## [Source document]
# Any Thoughts on this Subject?



## winterangel (Aug 10, 2004)

Here is a food for thought that goes through my mind ever so often and yet I have not heard or read a single thread on this subject.

Granted we are not getting any younger, majority of us has families, what have some of you done for protection of your lively hood when sick and death? Do you have it set up to sell?
Have it looked over until your child(ren) are old enough to take over like planned?
Have the spouse run it?
Undecided?

Any thoughts on this one


----------



## somm (Oct 18, 2004)

Its a sorry lot that has no life insurance, or good partners with other local business-owners in the same trade which are invaluable. It pays to talk to more than the trees and shrubs, you sure as hell don't live forever.
Best Regards


----------



## loaderlee (Jan 14, 2005)

*good idea...*

Life insurance and a succession plan are a must for any buisness unless you want it to fade away after you leave this great earth. Life insurance will take care of your family or benificary and assist them in keep your business going if that is your wish. I've seen numerios comes go down after the owner dies beracusr he never told anyone what he wanted or what was going on.

A good buisness man plans for the future on all levels!


----------



## winterangel (Aug 10, 2004)

Thank You for responding!!  

I hope my daughter will carry this on as planned. She loves the dirt, mudd, and worms. Mainly the machines as her toys


----------



## plowman350 (Jul 19, 2004)

*My other life*

In my other life, when I'm not plowing snow I work as a financial advisor here in Michigan. The most common version of business succession planning, involves setting up something called an ILIT (eye-let). This stands for "Irrevocable Life Insurance Trust."

Basically what you do is using your financial advisor and an attorney, you set it up so that the person who is to handle your business after you're gone buys a life insurance policy on you. When you die (assuming you're incorporated) they recieve the death benefit (tax free), and use that money to purchase the shares of stock in your company, thereby making them the new owners. The ILIT has specific legal requirements which state exactly how much insurance will be maintained, who owns it, who pays premiums, who gets the benefit, and how much will be paid to the inheritor of your business.

## [Written task]
Answer these questions from the business succession thread:
1. What does ILIT stand for?
2. In which state does plowman350 work as a financial advisor?
3. Who does winterangel hope will carry on the business?

(Contour labeling items)
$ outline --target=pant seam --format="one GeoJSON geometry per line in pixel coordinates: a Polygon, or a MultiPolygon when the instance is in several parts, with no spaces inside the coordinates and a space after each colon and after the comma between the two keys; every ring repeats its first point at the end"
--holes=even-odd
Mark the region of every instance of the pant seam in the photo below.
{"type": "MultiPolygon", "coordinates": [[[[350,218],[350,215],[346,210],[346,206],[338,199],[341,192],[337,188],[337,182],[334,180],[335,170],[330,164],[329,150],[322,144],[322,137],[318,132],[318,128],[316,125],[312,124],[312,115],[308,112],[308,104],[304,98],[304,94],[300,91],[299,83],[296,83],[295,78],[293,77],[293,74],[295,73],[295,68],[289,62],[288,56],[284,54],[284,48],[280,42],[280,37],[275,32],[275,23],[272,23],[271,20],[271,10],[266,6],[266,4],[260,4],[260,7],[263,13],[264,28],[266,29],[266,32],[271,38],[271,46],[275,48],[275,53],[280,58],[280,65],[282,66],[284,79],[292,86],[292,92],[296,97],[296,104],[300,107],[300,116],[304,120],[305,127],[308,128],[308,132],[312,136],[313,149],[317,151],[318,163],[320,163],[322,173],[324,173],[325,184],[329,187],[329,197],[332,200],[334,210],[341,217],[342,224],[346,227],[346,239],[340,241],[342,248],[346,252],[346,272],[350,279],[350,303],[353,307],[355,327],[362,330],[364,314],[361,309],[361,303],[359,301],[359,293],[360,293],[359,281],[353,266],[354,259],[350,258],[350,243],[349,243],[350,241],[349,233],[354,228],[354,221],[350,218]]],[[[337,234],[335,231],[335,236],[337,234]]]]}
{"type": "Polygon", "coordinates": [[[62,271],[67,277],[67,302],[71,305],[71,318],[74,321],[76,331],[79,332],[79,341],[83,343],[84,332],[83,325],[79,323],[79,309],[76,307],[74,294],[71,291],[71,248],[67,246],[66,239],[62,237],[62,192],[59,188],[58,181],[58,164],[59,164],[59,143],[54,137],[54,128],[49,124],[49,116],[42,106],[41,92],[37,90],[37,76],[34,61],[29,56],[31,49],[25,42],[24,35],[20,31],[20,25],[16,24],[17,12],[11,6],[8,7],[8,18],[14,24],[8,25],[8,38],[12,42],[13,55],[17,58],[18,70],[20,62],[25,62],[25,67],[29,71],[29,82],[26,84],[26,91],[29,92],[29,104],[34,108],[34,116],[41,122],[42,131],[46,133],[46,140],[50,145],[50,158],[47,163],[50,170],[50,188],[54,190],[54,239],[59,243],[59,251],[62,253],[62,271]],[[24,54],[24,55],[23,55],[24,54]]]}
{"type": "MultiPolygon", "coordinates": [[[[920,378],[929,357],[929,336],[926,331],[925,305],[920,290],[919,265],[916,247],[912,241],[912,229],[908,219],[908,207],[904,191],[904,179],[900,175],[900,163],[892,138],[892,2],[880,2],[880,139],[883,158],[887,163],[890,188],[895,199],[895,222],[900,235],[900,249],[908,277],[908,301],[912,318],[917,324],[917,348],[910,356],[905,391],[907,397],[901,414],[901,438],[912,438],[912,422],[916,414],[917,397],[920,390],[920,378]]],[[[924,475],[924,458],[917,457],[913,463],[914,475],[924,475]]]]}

## [Written solution]
1. Irrevocable Life Insurance Trust
2. Michigan
3. Winterangel's daughter